(Contour annotation records)
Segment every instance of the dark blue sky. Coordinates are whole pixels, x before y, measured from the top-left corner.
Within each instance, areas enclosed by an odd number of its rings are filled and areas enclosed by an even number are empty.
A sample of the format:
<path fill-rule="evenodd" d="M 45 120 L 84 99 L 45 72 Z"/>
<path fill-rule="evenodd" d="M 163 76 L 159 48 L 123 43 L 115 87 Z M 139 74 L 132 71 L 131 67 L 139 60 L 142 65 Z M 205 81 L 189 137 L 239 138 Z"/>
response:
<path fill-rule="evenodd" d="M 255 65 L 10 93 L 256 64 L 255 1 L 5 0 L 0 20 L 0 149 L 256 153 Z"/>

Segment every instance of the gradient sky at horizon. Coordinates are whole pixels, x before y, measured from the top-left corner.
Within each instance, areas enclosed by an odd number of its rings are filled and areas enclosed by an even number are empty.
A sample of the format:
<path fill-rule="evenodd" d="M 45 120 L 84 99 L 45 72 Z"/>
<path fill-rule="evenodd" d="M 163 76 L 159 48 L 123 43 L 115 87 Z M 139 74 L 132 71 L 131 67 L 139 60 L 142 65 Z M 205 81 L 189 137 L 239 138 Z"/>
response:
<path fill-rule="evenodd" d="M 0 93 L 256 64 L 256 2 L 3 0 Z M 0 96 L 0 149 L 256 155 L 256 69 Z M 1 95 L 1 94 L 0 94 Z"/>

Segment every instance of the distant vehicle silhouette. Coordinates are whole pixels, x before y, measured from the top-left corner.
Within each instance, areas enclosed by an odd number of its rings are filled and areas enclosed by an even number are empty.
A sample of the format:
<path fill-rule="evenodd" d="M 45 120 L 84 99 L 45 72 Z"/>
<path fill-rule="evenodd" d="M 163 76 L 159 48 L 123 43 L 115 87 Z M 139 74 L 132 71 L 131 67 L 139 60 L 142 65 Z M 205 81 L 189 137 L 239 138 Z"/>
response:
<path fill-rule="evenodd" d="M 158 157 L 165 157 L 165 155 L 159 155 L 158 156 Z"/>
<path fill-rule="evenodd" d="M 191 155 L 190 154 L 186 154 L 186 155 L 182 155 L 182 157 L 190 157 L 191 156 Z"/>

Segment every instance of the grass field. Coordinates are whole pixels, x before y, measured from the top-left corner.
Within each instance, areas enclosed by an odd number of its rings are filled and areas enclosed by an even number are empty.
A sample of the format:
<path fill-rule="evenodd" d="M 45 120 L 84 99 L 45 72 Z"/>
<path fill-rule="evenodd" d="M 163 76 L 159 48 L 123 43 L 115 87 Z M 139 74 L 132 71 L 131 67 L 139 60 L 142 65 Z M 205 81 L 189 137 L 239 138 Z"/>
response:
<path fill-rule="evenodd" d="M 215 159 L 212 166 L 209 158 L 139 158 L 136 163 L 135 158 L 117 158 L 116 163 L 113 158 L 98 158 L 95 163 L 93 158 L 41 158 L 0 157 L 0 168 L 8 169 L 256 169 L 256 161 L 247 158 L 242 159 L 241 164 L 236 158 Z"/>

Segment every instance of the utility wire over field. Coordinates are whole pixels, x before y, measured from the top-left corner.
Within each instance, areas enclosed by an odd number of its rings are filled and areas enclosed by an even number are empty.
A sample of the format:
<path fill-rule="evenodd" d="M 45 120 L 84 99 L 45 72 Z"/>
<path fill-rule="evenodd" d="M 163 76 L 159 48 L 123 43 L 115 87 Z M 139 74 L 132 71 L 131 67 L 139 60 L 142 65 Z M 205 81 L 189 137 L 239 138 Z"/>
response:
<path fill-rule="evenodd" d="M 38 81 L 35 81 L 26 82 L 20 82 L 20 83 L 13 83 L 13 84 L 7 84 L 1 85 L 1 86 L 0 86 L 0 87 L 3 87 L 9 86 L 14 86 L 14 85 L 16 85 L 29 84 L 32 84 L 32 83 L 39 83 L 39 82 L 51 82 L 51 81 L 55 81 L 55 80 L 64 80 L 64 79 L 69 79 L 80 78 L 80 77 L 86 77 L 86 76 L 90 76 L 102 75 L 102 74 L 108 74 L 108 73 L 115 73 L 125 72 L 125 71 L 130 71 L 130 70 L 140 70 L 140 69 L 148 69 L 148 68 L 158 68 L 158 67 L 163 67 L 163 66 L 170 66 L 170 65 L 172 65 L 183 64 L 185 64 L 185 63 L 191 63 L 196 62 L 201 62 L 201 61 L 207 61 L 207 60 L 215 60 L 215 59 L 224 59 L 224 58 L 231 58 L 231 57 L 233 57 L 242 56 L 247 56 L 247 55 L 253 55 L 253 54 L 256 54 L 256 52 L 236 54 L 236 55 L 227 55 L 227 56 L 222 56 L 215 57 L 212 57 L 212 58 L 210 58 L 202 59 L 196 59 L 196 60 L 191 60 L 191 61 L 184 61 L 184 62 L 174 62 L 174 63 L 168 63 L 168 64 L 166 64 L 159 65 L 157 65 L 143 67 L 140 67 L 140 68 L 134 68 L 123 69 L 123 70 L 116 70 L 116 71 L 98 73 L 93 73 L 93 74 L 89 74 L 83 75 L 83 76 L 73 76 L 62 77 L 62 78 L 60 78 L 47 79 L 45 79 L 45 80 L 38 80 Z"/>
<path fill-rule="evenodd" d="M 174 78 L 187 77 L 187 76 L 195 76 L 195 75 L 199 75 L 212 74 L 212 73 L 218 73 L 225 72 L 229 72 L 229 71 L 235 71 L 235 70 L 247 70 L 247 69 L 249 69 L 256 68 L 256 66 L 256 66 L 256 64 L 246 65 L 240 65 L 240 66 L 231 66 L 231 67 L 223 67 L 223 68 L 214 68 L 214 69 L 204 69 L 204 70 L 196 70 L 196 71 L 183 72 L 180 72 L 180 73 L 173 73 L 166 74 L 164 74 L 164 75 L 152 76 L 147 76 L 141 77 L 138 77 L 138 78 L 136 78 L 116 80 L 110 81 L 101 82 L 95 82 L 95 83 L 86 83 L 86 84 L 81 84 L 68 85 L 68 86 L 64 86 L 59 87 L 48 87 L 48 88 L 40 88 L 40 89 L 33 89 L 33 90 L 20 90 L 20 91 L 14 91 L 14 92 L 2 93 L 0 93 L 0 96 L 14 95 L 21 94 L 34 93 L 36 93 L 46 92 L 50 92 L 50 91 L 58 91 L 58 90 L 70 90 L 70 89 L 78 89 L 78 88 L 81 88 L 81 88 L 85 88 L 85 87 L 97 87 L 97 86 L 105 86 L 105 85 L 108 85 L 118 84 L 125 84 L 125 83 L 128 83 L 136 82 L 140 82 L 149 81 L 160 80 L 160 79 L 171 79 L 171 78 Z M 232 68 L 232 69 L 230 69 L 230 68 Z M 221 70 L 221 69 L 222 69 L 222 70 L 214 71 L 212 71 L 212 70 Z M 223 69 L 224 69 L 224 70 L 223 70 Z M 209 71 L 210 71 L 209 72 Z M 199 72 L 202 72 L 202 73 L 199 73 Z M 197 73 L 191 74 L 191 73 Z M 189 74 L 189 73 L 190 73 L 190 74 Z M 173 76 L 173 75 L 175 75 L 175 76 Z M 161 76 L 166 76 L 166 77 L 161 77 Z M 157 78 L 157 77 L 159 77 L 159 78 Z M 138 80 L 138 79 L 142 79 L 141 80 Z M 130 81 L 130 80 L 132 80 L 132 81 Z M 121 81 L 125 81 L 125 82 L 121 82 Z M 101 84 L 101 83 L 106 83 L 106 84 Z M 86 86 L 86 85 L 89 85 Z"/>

* [SHORT EXERCISE]: Copy all of the records above word for word, with every line unchanged.

* [SOLVED EXERCISE]:
Segment every instance of the dark blue sky. Coordinates are whole pixels, x before y, measured from the top-left corner.
Within each instance, areas enclosed by an odd number of its rings are filled and areas enclosed by an even number are empty.
A sample of the format:
<path fill-rule="evenodd" d="M 45 120 L 84 99 L 45 72 Z"/>
<path fill-rule="evenodd" d="M 163 76 L 159 48 L 123 43 L 115 87 Z M 139 74 L 132 71 L 131 67 L 139 60 L 142 65 Z M 205 81 L 189 137 L 239 138 Z"/>
response:
<path fill-rule="evenodd" d="M 255 65 L 10 93 L 256 64 L 255 1 L 5 0 L 0 20 L 0 149 L 256 153 Z"/>

Segment every instance of the gradient sky at horizon. Coordinates are whole pixels, x before y, measured from the top-left corner.
Within each instance, areas enclosed by an odd number of its rings are filled and areas enclosed by an even number are empty.
A sample of the format:
<path fill-rule="evenodd" d="M 45 120 L 84 99 L 45 72 Z"/>
<path fill-rule="evenodd" d="M 163 76 L 159 48 L 123 43 L 115 87 Z M 139 74 L 132 71 L 131 67 L 139 60 L 142 65 Z M 205 81 L 189 137 L 239 138 Z"/>
response:
<path fill-rule="evenodd" d="M 0 93 L 256 64 L 256 2 L 3 0 Z M 0 96 L 0 149 L 256 155 L 256 69 Z M 1 95 L 1 94 L 0 94 Z"/>

Segment every instance of the distant vehicle silhouette. Coordinates are whole pixels, x before y, measured from the top-left corner.
Within each instance, areas enclosed by an odd number of its rings are filled and areas enclosed by an even number are empty.
A sample of the format:
<path fill-rule="evenodd" d="M 45 120 L 84 99 L 45 72 Z"/>
<path fill-rule="evenodd" d="M 163 76 L 159 48 L 123 43 L 115 87 Z M 139 74 L 132 71 L 131 67 L 139 60 L 142 65 Z M 205 81 L 189 137 L 239 138 Z"/>
response:
<path fill-rule="evenodd" d="M 158 157 L 165 157 L 165 155 L 159 155 L 158 156 Z"/>
<path fill-rule="evenodd" d="M 191 155 L 190 154 L 186 154 L 186 155 L 182 155 L 182 157 L 190 157 L 191 156 Z"/>

Segment every instance of the grass field. Coordinates are whole pixels, x before y, measured from the top-left corner.
Within each instance, areas enclosed by an odd number of its rings are filled and areas enclosed by an even number are empty.
A sample of the format:
<path fill-rule="evenodd" d="M 45 120 L 84 99 L 45 72 Z"/>
<path fill-rule="evenodd" d="M 163 76 L 159 48 L 123 43 L 115 87 Z M 139 74 L 132 71 L 131 67 L 139 60 L 142 65 Z M 205 81 L 189 137 L 239 138 Z"/>
response:
<path fill-rule="evenodd" d="M 215 159 L 212 166 L 209 158 L 139 158 L 136 163 L 135 158 L 117 158 L 116 163 L 113 158 L 98 158 L 95 163 L 93 158 L 41 158 L 0 157 L 0 168 L 8 169 L 256 169 L 256 161 L 247 158 L 242 159 L 241 164 L 236 158 Z"/>

Segment every instance of the utility wire over field. Coordinates are whole pixels, x before y, measured from the top-left corner.
Within each instance, areas enclosed by an odd number of its rings are filled and areas enclosed by an even number are empty.
A sample of the format:
<path fill-rule="evenodd" d="M 45 120 L 84 99 L 45 72 Z"/>
<path fill-rule="evenodd" d="M 163 76 L 159 48 L 123 43 L 115 87 Z M 139 74 L 132 71 L 131 67 L 139 60 L 142 65 Z M 205 81 L 189 137 L 239 138 Z"/>
response:
<path fill-rule="evenodd" d="M 38 81 L 35 81 L 26 82 L 20 82 L 20 83 L 13 83 L 13 84 L 7 84 L 1 85 L 1 86 L 0 86 L 0 87 L 3 87 L 9 86 L 14 86 L 14 85 L 16 85 L 29 84 L 32 84 L 32 83 L 39 83 L 39 82 L 51 82 L 51 81 L 55 81 L 55 80 L 64 80 L 64 79 L 69 79 L 80 78 L 80 77 L 86 77 L 86 76 L 90 76 L 102 75 L 102 74 L 108 74 L 108 73 L 115 73 L 125 72 L 125 71 L 130 71 L 130 70 L 140 70 L 140 69 L 148 69 L 148 68 L 158 68 L 158 67 L 163 67 L 163 66 L 170 66 L 170 65 L 172 65 L 183 64 L 185 64 L 185 63 L 191 63 L 196 62 L 201 62 L 201 61 L 207 61 L 207 60 L 215 60 L 215 59 L 224 59 L 224 58 L 231 58 L 231 57 L 233 57 L 242 56 L 247 56 L 247 55 L 253 55 L 253 54 L 256 54 L 256 52 L 236 54 L 236 55 L 227 55 L 227 56 L 222 56 L 215 57 L 212 57 L 212 58 L 210 58 L 202 59 L 196 59 L 196 60 L 191 60 L 191 61 L 184 61 L 184 62 L 174 62 L 174 63 L 168 63 L 168 64 L 166 64 L 159 65 L 157 65 L 143 67 L 140 67 L 140 68 L 134 68 L 123 69 L 123 70 L 116 70 L 116 71 L 98 73 L 93 73 L 93 74 L 89 74 L 83 75 L 83 76 L 73 76 L 62 77 L 62 78 L 60 78 L 47 79 L 45 79 L 45 80 L 38 80 Z"/>
<path fill-rule="evenodd" d="M 174 78 L 187 77 L 187 76 L 195 76 L 195 75 L 199 75 L 212 74 L 212 73 L 218 73 L 225 72 L 229 72 L 229 71 L 235 71 L 235 70 L 247 70 L 247 69 L 249 69 L 256 68 L 256 66 L 256 66 L 256 64 L 246 65 L 240 65 L 240 66 L 231 66 L 231 67 L 223 67 L 223 68 L 214 68 L 214 69 L 204 69 L 204 70 L 196 70 L 196 71 L 183 72 L 180 72 L 180 73 L 173 73 L 166 74 L 164 74 L 164 75 L 152 76 L 147 76 L 141 77 L 138 77 L 138 78 L 136 78 L 116 80 L 110 81 L 101 82 L 95 82 L 95 83 L 86 83 L 86 84 L 81 84 L 68 85 L 68 86 L 64 86 L 59 87 L 48 87 L 48 88 L 40 88 L 40 89 L 33 89 L 33 90 L 20 90 L 20 91 L 14 91 L 14 92 L 2 93 L 0 93 L 0 96 L 14 95 L 21 94 L 34 93 L 36 93 L 46 92 L 50 92 L 50 91 L 58 91 L 58 90 L 70 90 L 70 89 L 78 89 L 78 88 L 81 88 L 81 88 L 85 88 L 85 87 L 97 87 L 97 86 L 105 86 L 105 85 L 108 85 L 118 84 L 125 84 L 125 83 L 128 83 L 136 82 L 140 82 L 149 81 L 160 80 L 160 79 L 171 79 L 171 78 Z M 232 68 L 232 69 L 230 69 L 230 68 Z M 221 70 L 221 69 L 222 69 L 222 70 L 214 71 L 212 71 L 212 70 Z M 223 69 L 224 69 L 224 70 L 223 70 Z M 209 71 L 210 71 L 209 72 Z M 199 72 L 202 72 L 202 73 L 199 73 Z M 197 73 L 191 74 L 191 73 Z M 189 74 L 189 73 L 190 73 L 190 74 Z M 173 76 L 173 75 L 175 75 L 175 76 Z M 161 76 L 166 76 L 166 77 L 161 77 Z M 157 78 L 157 77 L 159 77 L 159 78 Z M 138 80 L 138 79 L 142 79 L 141 80 Z M 130 81 L 130 80 L 132 80 L 132 81 Z M 121 81 L 125 81 L 125 82 L 121 82 Z M 101 84 L 101 83 L 106 83 L 106 84 Z M 86 86 L 86 85 L 89 85 Z"/>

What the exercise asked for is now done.